- [TASK STATEMENT]
Extract each line of the entries below that contains the word "silver", and copy every such line in full.

- [MATERIAL FOR THE TASK]

==========

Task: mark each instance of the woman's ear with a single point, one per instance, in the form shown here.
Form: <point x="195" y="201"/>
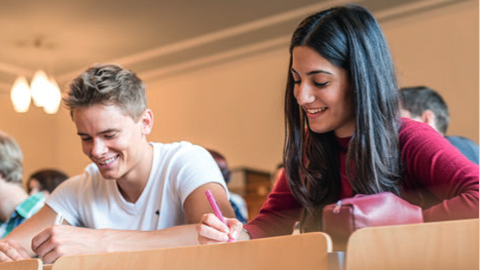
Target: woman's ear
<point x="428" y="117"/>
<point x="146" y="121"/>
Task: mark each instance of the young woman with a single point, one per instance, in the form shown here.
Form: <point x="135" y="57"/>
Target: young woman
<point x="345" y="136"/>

==========

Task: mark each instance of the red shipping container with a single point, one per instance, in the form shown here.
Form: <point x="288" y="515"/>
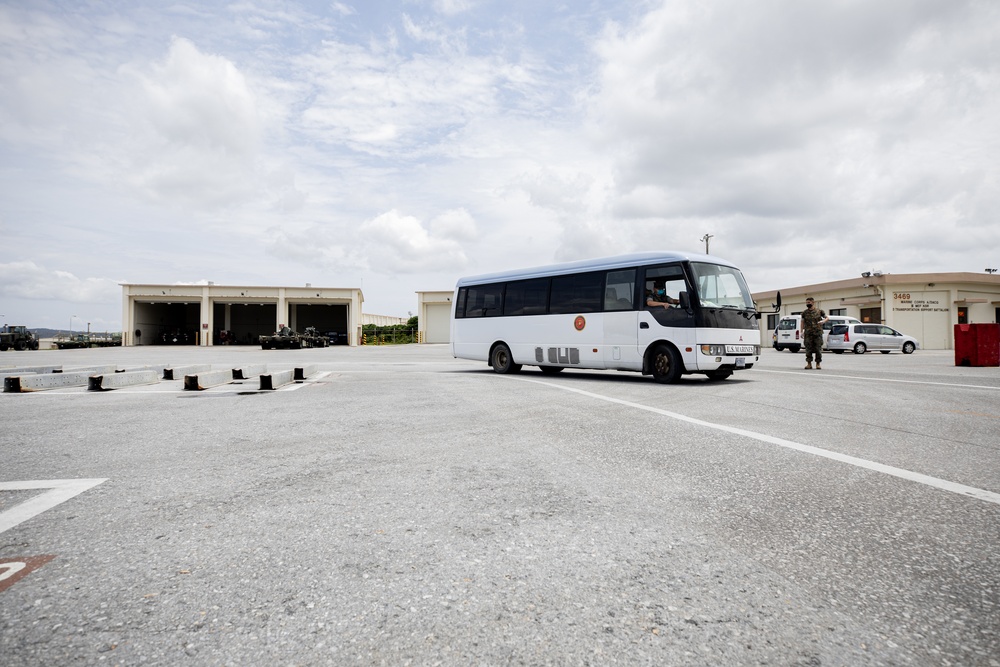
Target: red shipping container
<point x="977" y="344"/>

==========

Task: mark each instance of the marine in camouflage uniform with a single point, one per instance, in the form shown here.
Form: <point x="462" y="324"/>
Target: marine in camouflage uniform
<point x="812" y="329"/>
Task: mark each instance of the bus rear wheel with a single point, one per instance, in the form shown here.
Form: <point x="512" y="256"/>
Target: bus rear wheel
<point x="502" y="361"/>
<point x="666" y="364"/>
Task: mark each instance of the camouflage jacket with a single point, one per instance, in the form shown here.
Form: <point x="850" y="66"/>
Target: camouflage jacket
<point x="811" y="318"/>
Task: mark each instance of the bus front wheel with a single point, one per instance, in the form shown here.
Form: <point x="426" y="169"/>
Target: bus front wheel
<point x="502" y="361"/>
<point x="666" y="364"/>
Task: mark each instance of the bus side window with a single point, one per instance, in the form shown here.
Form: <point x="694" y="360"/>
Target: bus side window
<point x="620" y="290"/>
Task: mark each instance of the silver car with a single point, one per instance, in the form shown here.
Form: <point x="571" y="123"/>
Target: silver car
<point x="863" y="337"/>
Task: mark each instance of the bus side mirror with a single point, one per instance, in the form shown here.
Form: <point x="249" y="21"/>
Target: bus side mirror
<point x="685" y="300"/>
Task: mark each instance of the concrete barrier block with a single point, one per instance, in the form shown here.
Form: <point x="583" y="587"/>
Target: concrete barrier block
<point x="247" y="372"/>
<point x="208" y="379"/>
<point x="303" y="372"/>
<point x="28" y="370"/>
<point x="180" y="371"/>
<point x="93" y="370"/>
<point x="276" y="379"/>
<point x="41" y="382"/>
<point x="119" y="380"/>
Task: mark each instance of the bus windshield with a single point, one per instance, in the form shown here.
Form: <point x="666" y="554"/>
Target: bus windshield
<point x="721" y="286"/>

==========

- [WRITTEN SOLUTION]
Task: mark each instance of the silver car with a single point, one per instance, in the form shown here.
Target: silver car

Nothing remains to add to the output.